Objective: Report how many lines in the listing below contain the string "plant", treating uppercase and lowercase as different, and give only the number.

Excerpted data:
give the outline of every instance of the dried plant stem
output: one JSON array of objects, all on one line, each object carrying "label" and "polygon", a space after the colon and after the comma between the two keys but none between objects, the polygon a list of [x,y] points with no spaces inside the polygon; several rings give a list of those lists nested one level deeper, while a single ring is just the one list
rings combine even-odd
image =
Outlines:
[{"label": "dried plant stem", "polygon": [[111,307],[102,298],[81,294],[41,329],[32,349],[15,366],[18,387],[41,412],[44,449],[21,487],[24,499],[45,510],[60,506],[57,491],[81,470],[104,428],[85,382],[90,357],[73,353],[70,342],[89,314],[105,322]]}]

* * *

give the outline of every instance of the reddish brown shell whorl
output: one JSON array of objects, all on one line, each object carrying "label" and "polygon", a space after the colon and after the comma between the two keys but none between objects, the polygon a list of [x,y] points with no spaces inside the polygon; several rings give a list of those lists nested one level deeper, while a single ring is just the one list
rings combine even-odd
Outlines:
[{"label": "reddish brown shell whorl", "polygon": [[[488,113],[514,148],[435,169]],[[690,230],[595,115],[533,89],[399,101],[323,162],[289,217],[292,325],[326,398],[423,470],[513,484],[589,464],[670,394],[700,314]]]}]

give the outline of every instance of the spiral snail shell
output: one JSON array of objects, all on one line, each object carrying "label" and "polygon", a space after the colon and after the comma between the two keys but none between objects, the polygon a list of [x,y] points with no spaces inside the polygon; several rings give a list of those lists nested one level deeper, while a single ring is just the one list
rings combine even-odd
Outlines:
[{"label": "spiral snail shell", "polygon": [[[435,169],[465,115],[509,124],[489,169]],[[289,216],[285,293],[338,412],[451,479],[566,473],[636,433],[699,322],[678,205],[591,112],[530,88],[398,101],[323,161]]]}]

Response to the exercise: 2